▶ **Set task**
Rewrite the lines below as a numbered list, omitting any blank lines.

▶ **Data**
* * * * * * * * *

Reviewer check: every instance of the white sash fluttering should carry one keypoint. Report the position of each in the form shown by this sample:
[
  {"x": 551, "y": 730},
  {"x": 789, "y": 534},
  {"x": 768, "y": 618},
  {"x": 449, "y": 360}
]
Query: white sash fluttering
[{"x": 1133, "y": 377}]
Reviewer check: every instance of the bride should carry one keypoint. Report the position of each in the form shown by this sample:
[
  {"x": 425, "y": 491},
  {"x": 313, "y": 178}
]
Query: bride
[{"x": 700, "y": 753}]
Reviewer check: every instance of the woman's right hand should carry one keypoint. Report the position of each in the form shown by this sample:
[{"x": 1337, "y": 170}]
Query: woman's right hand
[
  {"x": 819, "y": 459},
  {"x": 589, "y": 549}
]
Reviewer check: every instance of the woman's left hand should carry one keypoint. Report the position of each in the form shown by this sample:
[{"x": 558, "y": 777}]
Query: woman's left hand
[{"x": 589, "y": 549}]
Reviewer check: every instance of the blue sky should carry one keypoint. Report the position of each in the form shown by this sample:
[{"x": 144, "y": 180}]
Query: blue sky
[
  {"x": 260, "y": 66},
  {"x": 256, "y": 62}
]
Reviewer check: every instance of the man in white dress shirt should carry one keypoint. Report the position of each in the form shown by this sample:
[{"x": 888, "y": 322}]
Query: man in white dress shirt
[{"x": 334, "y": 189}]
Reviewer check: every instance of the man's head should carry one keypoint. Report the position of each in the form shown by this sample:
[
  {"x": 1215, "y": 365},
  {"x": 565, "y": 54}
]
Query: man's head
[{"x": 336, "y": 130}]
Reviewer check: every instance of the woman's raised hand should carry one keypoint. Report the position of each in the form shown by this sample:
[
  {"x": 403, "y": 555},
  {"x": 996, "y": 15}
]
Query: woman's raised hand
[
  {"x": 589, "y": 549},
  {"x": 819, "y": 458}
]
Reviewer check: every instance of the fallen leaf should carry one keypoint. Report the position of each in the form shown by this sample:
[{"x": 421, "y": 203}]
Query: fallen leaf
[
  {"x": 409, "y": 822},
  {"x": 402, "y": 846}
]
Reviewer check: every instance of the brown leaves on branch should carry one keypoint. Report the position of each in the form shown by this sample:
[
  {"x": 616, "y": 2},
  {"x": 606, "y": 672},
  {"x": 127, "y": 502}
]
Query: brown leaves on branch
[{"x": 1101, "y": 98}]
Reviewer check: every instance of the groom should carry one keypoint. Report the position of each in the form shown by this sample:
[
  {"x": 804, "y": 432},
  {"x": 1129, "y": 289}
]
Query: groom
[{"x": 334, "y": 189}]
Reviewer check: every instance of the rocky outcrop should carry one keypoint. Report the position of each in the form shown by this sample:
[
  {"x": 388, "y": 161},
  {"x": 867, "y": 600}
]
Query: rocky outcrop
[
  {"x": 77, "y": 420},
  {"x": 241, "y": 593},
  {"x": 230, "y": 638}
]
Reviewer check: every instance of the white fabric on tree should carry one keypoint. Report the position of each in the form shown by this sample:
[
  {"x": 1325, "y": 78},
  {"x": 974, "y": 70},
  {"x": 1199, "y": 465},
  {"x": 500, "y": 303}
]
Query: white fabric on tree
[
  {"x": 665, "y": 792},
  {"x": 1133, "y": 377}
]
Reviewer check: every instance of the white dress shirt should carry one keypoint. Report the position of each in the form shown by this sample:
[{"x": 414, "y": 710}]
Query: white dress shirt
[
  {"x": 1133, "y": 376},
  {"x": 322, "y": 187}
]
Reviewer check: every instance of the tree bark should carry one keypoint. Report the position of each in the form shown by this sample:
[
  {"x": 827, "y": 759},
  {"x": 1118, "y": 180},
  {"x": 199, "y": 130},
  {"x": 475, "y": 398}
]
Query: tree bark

* * * * * * * * *

▶ **Result of this task**
1. Reviewer check: every instance of the white sash fluttering should carry one keypoint. Report the position of each in the form shown by this sample:
2. [
3.   {"x": 551, "y": 730},
4.   {"x": 789, "y": 534},
5.   {"x": 768, "y": 618},
6.   {"x": 449, "y": 360}
7. ]
8. Query: white sash fluttering
9. [{"x": 1133, "y": 377}]
10. Reviewer check: every instance of the bride should carry one keypoint. Report the position of each in the form shown by this sample:
11. [
12.   {"x": 425, "y": 491},
13.   {"x": 313, "y": 178}
14. ]
15. Query: bride
16. [{"x": 700, "y": 753}]
17. Reviewer check: every instance of the woman's right hand should carry one keypoint. Report the position of each in the form shown by this sample:
18. [{"x": 1337, "y": 170}]
19. Query: woman's right hand
20. [
21.   {"x": 819, "y": 459},
22.   {"x": 589, "y": 549}
23. ]
24. Reviewer check: every instance of the woman's left hand should carry one keypoint. Report the position of each in the form shown by this sample:
25. [{"x": 558, "y": 777}]
26. Query: woman's left hand
27. [{"x": 589, "y": 549}]
28. Reviewer check: every instance of the blue sky should carry one keypoint. Report the position of each in the form shown by this sample:
29. [{"x": 144, "y": 180}]
30. Query: blue sky
31. [
32.   {"x": 260, "y": 66},
33.   {"x": 256, "y": 62}
34. ]
35. Reviewer check: every instance of the man in white dress shirt should carry one keypoint. Report the position of each in the form shown by this sample:
36. [{"x": 888, "y": 322}]
37. Query: man in white dress shirt
38. [{"x": 334, "y": 189}]
39. Reviewer check: every instance of the man's head should carry one keypoint. Report the position of each in the form shown by this sample:
40. [
41.   {"x": 1215, "y": 365},
42.   {"x": 565, "y": 54}
43. ]
44. Query: man's head
45. [{"x": 336, "y": 130}]
46. Reviewer check: every instance of the woman's raised hand should carry one keypoint. Report the position of each in the form shown by this sample:
47. [
48.   {"x": 403, "y": 555},
49.   {"x": 996, "y": 15}
50. ]
51. Query: woman's raised hand
52. [
53.   {"x": 589, "y": 549},
54.   {"x": 819, "y": 458}
55. ]
56. Reviewer check: every instance of the fallen leaf should carry one keypoint. Report the position of each in the form shown by this sample:
57. [{"x": 421, "y": 203}]
58. Query: fallen leaf
59. [
60.   {"x": 409, "y": 822},
61.   {"x": 402, "y": 846}
62. ]
63. Reviewer check: every instance of the brown leaves on branch should carry one keypoint. Report the position of each in the form shown by this sample:
64. [
65.   {"x": 616, "y": 2},
66.   {"x": 606, "y": 672},
67.   {"x": 127, "y": 502}
68. ]
69. Query: brown leaves on branch
70. [{"x": 1101, "y": 98}]
71. Reviewer check: every instance of the groom should carry one keypoint. Report the position of each in the form shown by this sample:
72. [
73.   {"x": 804, "y": 432},
74.   {"x": 1129, "y": 289}
75. ]
76. Query: groom
77. [{"x": 334, "y": 189}]
78. Reviewer check: every instance of the rocky outcrop should carry one keypoint. Report the position of each in the form shown by this sample:
79. [
80.   {"x": 388, "y": 161},
81.   {"x": 867, "y": 600}
82. ]
83. Query: rocky outcrop
84. [
85.   {"x": 77, "y": 420},
86.   {"x": 241, "y": 593},
87.   {"x": 230, "y": 638}
88. ]
89. Reviewer check: every instance of the white fabric on tree should carry one keypoint. Report the position of each in the form shown by this sample:
90. [
91.   {"x": 1325, "y": 78},
92.   {"x": 974, "y": 70},
93.   {"x": 1199, "y": 465},
94.   {"x": 500, "y": 303}
95. ]
96. Query: white fabric on tree
97. [
98.   {"x": 665, "y": 792},
99.   {"x": 1133, "y": 377}
100. ]
101. Reviewer check: every instance of the white dress shirt should carry one keypoint. Report the position of each in the form shown by this sample:
102. [{"x": 414, "y": 710}]
103. Query: white dress shirt
104. [
105.   {"x": 1133, "y": 376},
106.   {"x": 322, "y": 187}
107. ]
108. Reviewer check: every instance of the tree bark should carry one keypoint. Report the position of each in the form shown by this sample:
109. [
110.   {"x": 827, "y": 759},
111.   {"x": 1118, "y": 180},
112.   {"x": 199, "y": 130},
113.   {"x": 475, "y": 398}
114. ]
115. Query: tree bark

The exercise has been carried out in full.